**Extrait du texte**
+++++
Deuxième question : Effectifs. Foch a démontré par des chiffres la nécessité d’un gros effort anglais. Lloyd George a répondu avec vivacité, et lorsque Foch a voulu répliquer, Lloyd George l’a interrompu en disant : « C’est une question qui ne regarde que les Anglais. L’examen doit en être renvoyé au gouvernement britannique. »

Troisième question : Constitution d’une armée de réserve. Lloyd George lui-même a proposé, d’accord avec Clemenceau, que Foch présidât le Comité interallié et que le Comité interallié fût maître de la distribution des réserves. Sonnino avait d’abord objecté que Foch, superposé à Weygand, cela faisait deux représentants français ; on lui a donné satisfaction en supprimant Weygand ; mais Foch a été accepté par tous comme président du Comité.


Lundi 4 février.
+++++
**Matériel fourni**
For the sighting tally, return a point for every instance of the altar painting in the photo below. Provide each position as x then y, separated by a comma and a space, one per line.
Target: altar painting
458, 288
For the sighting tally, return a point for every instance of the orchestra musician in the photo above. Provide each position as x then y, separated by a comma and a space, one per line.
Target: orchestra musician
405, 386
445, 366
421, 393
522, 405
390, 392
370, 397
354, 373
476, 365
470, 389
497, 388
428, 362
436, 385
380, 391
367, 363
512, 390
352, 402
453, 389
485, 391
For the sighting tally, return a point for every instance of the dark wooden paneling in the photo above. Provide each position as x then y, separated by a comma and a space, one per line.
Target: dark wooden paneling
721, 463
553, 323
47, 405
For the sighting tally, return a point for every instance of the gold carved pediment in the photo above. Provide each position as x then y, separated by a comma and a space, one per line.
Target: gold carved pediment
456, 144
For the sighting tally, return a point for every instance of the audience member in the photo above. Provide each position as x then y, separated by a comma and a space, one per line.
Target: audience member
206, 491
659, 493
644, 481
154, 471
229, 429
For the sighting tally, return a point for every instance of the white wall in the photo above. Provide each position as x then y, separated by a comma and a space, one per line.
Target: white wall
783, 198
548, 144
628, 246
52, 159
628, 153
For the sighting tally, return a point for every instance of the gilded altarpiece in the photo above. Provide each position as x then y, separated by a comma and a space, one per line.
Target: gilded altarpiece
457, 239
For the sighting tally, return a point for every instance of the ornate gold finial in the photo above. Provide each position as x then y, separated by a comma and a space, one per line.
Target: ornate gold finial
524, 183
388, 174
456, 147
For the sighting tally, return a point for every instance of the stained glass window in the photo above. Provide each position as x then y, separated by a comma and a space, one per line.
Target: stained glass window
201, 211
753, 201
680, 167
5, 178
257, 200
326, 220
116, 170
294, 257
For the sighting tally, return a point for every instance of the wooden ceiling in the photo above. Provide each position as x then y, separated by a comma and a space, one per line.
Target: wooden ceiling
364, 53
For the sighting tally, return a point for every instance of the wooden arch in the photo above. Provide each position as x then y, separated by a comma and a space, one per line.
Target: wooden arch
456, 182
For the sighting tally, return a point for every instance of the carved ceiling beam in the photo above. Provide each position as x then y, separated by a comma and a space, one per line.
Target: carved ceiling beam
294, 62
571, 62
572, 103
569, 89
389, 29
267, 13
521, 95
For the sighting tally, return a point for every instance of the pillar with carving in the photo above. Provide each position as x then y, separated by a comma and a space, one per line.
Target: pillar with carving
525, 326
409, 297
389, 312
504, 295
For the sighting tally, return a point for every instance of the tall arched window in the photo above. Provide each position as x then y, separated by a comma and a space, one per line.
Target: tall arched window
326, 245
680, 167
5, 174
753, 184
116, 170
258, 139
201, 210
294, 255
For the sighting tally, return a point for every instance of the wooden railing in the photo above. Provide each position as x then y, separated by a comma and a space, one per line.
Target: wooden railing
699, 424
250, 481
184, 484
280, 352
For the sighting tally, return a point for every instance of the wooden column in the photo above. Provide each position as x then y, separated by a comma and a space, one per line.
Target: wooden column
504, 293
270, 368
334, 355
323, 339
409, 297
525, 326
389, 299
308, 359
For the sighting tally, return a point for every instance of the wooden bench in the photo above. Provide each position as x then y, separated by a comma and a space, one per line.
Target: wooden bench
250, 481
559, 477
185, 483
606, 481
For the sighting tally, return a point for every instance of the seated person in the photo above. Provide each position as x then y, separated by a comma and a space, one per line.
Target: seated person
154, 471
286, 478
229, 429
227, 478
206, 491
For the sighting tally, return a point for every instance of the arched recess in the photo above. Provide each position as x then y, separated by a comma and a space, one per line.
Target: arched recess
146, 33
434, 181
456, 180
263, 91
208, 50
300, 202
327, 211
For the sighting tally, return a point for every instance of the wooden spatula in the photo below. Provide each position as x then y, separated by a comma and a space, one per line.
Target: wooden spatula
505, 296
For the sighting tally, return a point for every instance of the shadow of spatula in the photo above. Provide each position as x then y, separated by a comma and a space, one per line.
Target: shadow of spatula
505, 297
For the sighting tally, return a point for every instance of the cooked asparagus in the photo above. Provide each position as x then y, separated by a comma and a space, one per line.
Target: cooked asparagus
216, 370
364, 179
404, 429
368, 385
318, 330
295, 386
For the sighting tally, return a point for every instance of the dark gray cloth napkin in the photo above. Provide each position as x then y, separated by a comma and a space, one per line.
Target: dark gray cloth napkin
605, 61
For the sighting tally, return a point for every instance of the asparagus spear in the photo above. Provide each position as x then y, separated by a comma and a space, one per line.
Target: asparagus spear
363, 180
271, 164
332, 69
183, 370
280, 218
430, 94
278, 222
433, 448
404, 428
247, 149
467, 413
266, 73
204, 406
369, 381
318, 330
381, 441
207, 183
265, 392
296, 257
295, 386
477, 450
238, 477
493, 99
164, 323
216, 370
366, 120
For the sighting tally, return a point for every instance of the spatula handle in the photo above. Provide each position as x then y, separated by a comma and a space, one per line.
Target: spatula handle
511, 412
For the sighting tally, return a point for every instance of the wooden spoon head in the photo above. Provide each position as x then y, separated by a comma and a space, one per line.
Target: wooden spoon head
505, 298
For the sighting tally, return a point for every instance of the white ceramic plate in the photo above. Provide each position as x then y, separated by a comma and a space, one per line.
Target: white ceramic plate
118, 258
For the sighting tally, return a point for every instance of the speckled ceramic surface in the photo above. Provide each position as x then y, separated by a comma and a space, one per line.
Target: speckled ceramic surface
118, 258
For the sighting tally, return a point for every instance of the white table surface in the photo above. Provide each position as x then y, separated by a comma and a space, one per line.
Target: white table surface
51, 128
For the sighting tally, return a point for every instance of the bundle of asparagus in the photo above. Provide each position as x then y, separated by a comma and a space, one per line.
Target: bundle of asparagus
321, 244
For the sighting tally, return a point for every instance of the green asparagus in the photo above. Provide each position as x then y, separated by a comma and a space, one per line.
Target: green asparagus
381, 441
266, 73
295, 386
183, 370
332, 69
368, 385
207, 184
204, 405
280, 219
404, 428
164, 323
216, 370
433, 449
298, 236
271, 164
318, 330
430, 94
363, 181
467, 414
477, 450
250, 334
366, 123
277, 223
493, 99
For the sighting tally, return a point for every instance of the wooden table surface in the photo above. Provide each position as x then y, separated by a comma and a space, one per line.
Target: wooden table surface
+++++
**Détails de l'exercice**
Répondez aux trois questions suivantes sur l'extrait du texte, en numérotant chaque réponse comme la question correspondante, une par ligne.
1. Selon Lloyd George, à qui l'examen de la question des effectifs devait-il être renvoyé ?
2. Qui a proposé que Foch préside le Comité interallié ?
3. Comment a-t-on donné satisfaction à Sonnino ?

**Réponse complète**
1. Au gouvernement britannique.
2. Lloyd George lui-même, d'accord avec Clemenceau.
3. En supprimant Weygand.